(Saved entries)

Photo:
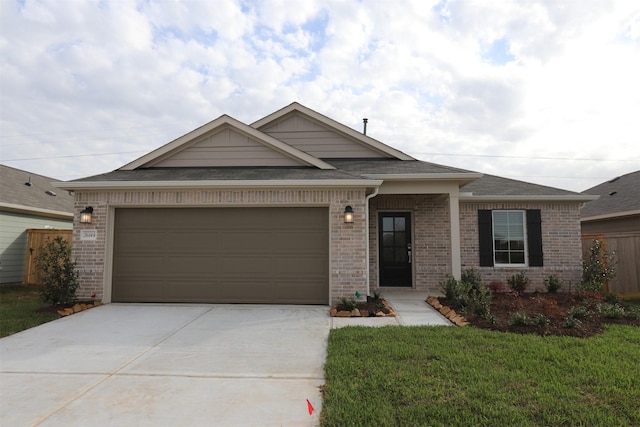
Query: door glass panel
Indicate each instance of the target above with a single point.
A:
(387, 239)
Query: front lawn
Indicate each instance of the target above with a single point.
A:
(451, 376)
(17, 309)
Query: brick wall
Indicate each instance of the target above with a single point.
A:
(347, 241)
(561, 243)
(431, 237)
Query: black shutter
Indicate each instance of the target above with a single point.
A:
(534, 237)
(485, 238)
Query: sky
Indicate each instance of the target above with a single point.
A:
(540, 91)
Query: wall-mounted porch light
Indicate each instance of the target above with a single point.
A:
(85, 215)
(348, 215)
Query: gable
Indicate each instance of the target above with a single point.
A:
(318, 140)
(225, 142)
(225, 147)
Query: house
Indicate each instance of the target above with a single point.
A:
(299, 208)
(27, 201)
(614, 218)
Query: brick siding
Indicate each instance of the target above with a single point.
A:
(561, 244)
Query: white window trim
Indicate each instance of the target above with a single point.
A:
(524, 230)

▶ **Instructions for the task**
In the entries above, locate every line with the word "wall" and copy it.

▶ **Your response**
Query: brick wall
Query: wall-mounted porch light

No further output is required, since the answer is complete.